■ **INSTRUCTIONS FOR THE TASK**
Please turn the data into a Markdown table with the columns Row and Line. Begin at the line that contains "Reviewer note: every instance of the brown fur", stop after the line that contains "pixel 449 229", and skip blank lines.

■ **GIVEN RECORDS**
*-*-*
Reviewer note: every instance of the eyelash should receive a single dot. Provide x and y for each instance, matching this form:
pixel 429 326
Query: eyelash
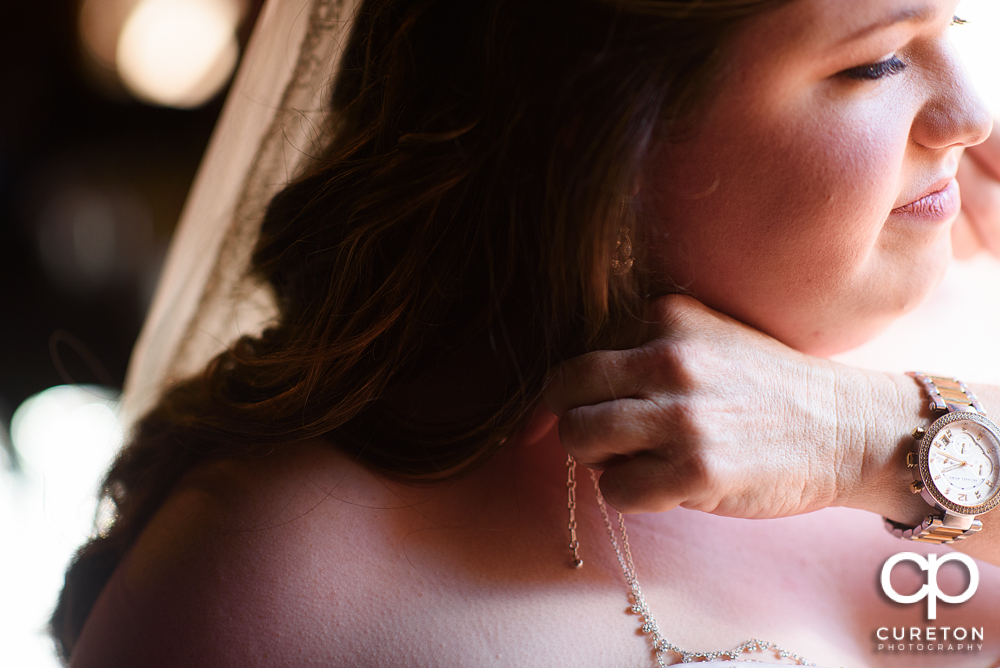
pixel 888 67
pixel 874 71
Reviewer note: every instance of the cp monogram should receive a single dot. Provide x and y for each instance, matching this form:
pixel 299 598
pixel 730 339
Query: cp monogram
pixel 930 590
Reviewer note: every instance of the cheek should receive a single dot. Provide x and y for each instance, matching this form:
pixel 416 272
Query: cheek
pixel 766 205
pixel 780 224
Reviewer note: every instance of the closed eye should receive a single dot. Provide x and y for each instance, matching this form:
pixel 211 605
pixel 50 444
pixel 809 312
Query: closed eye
pixel 873 71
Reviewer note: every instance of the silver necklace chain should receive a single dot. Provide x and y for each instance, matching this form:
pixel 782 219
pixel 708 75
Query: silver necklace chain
pixel 661 646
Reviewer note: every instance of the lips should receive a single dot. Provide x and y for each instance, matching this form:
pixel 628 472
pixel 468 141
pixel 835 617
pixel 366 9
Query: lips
pixel 939 202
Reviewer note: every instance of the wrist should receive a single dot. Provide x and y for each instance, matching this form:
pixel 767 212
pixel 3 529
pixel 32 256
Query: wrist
pixel 879 411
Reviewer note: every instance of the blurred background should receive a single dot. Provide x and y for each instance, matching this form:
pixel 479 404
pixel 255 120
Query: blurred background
pixel 105 109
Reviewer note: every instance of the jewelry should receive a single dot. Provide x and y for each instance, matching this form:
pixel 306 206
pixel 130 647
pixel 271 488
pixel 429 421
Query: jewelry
pixel 954 470
pixel 661 646
pixel 574 544
pixel 622 261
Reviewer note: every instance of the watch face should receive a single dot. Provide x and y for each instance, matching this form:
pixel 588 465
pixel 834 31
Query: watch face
pixel 960 458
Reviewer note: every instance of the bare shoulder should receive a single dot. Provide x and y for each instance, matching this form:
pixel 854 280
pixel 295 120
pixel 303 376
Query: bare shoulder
pixel 265 562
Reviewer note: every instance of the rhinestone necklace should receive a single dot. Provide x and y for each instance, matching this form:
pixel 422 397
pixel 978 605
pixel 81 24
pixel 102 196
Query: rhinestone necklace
pixel 661 646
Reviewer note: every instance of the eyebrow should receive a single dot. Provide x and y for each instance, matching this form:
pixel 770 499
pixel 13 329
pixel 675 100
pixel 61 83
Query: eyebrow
pixel 910 15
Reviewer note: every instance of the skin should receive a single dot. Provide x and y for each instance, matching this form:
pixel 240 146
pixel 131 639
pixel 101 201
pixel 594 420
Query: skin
pixel 978 226
pixel 307 558
pixel 795 250
pixel 806 166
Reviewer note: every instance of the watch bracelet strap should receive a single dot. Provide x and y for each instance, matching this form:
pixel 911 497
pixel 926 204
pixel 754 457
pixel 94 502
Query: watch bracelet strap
pixel 934 529
pixel 948 394
pixel 945 395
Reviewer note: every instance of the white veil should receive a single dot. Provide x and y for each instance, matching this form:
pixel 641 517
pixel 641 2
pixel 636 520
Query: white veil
pixel 272 121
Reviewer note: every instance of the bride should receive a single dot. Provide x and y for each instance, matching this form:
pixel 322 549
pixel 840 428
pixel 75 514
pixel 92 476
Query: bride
pixel 629 230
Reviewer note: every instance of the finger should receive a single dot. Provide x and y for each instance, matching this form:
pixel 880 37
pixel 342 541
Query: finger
pixel 598 435
pixel 981 203
pixel 602 376
pixel 987 154
pixel 649 483
pixel 591 379
pixel 964 241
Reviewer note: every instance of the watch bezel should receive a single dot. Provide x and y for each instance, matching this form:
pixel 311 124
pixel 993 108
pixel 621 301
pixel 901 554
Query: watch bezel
pixel 924 462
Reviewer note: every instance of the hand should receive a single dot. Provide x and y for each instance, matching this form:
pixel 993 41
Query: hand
pixel 710 415
pixel 978 225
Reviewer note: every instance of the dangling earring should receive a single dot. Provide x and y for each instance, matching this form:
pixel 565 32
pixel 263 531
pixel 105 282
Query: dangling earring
pixel 621 260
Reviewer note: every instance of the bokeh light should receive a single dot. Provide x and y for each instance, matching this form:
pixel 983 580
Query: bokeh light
pixel 65 438
pixel 178 53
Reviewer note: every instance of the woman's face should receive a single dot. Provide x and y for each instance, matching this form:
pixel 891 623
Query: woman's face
pixel 814 200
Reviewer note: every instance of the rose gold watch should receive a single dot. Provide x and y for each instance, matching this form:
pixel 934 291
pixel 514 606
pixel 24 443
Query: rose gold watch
pixel 956 464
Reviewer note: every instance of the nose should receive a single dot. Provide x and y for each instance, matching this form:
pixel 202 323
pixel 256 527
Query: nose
pixel 954 114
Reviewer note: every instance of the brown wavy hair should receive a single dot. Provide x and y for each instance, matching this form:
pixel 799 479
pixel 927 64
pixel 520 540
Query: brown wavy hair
pixel 453 242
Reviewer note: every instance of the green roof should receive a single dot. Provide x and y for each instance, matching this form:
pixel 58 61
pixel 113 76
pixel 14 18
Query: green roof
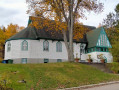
pixel 92 37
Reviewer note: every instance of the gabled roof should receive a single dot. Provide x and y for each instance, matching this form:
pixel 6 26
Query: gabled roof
pixel 31 32
pixel 98 38
pixel 27 33
pixel 92 37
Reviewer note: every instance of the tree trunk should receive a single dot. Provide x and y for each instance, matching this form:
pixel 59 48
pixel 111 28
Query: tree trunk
pixel 71 32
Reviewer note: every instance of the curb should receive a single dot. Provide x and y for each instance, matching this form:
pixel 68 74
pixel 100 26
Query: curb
pixel 89 86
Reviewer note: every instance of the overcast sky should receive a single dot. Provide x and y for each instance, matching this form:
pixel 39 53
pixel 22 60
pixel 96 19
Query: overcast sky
pixel 14 11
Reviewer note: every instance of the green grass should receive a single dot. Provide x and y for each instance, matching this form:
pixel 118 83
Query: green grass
pixel 52 76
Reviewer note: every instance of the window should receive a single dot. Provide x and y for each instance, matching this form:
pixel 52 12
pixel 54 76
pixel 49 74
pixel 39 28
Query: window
pixel 24 60
pixel 46 60
pixel 59 60
pixel 24 45
pixel 59 47
pixel 101 49
pixel 46 46
pixel 97 49
pixel 8 46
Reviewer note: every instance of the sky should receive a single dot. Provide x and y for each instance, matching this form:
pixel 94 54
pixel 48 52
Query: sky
pixel 14 11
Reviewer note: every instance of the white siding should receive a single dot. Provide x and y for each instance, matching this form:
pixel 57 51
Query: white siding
pixel 96 60
pixel 35 51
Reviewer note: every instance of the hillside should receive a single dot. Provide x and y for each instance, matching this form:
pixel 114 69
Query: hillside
pixel 51 76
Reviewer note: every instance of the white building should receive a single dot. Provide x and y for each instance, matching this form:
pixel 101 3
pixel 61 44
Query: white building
pixel 39 46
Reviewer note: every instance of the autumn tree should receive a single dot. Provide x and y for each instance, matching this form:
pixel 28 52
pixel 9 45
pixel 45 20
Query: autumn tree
pixel 6 33
pixel 65 12
pixel 111 24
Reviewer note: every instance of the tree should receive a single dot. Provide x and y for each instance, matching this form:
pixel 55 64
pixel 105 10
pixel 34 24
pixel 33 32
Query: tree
pixel 65 12
pixel 111 24
pixel 6 33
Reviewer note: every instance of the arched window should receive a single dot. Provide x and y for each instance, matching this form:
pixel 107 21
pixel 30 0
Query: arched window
pixel 8 46
pixel 46 46
pixel 59 47
pixel 24 45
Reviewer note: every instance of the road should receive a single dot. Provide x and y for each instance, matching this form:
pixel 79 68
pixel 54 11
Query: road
pixel 105 87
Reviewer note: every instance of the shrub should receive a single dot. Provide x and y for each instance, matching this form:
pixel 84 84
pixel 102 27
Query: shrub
pixel 115 67
pixel 1 60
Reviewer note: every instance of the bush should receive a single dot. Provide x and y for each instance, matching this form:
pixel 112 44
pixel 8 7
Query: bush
pixel 114 67
pixel 1 60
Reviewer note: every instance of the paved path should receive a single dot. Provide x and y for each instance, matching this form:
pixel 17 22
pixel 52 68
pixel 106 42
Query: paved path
pixel 105 87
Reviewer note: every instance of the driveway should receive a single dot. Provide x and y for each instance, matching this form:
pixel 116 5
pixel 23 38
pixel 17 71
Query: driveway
pixel 105 87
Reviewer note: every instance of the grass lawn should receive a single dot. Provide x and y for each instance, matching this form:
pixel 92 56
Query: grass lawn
pixel 51 76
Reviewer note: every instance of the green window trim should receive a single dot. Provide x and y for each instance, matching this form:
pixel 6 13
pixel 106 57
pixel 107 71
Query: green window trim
pixel 46 48
pixel 58 47
pixel 46 60
pixel 23 46
pixel 97 49
pixel 8 47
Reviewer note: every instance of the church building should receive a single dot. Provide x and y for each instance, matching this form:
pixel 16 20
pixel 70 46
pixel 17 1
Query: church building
pixel 39 46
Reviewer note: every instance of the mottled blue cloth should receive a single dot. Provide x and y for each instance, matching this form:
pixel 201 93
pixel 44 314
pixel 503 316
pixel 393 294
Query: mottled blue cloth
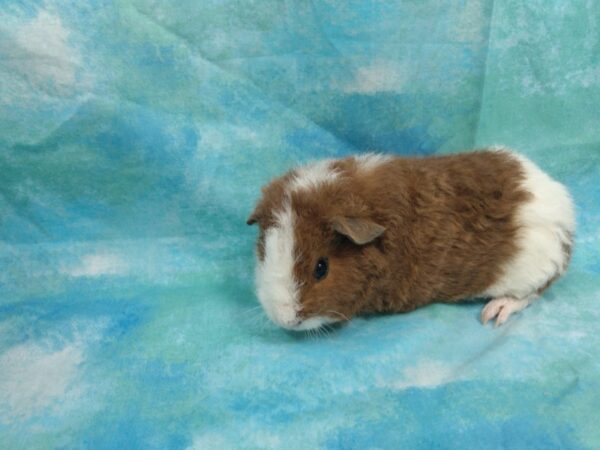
pixel 134 138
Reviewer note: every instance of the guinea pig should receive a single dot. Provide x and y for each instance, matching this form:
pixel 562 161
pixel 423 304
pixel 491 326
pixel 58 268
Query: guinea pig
pixel 386 234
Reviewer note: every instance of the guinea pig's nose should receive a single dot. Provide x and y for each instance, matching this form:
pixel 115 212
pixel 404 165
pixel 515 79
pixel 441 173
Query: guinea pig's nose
pixel 293 323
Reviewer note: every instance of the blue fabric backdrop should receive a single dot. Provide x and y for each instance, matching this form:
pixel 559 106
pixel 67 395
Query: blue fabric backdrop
pixel 134 138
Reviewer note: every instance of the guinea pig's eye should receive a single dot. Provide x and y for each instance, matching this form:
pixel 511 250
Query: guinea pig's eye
pixel 321 268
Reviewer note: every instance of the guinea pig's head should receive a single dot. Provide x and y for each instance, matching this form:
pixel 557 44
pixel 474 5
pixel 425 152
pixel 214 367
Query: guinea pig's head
pixel 317 253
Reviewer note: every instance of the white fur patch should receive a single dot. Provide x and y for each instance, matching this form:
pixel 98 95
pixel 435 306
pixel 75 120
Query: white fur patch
pixel 277 289
pixel 547 223
pixel 313 175
pixel 369 161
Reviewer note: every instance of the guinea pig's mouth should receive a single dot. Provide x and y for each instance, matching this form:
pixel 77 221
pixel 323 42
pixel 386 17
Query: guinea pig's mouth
pixel 310 323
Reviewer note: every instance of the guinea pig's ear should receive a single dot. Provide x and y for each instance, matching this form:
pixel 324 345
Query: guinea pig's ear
pixel 360 231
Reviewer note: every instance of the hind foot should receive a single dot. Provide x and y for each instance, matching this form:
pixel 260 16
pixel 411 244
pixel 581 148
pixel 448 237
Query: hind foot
pixel 502 307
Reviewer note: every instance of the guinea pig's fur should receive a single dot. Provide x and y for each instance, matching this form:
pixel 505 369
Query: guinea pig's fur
pixel 399 233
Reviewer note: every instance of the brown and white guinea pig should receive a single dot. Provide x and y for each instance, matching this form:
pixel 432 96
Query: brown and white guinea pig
pixel 379 233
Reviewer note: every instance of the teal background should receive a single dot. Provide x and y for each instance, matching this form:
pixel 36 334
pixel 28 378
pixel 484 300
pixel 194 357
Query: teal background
pixel 134 138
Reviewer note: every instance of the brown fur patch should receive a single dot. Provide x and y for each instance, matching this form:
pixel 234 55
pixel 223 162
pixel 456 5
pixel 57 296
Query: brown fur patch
pixel 449 229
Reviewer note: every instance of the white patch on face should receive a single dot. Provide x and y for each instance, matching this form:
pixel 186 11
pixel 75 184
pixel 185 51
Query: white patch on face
pixel 547 224
pixel 313 175
pixel 370 161
pixel 277 289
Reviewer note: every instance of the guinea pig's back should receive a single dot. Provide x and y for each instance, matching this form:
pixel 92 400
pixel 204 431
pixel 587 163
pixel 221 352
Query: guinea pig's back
pixel 479 223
*-*-*
■ **REPLY TO THE TASK**
| Row | Line |
|---|---|
| 1 | Reviewer note: every instance of the brown fur patch should receive a single dot. Provide x and y for each instance, matching this form: |
| 2 | pixel 234 55 |
| 3 | pixel 223 162 |
| 4 | pixel 456 5 |
| 5 | pixel 57 296 |
| 6 | Query: brown fur patch |
| 7 | pixel 449 229 |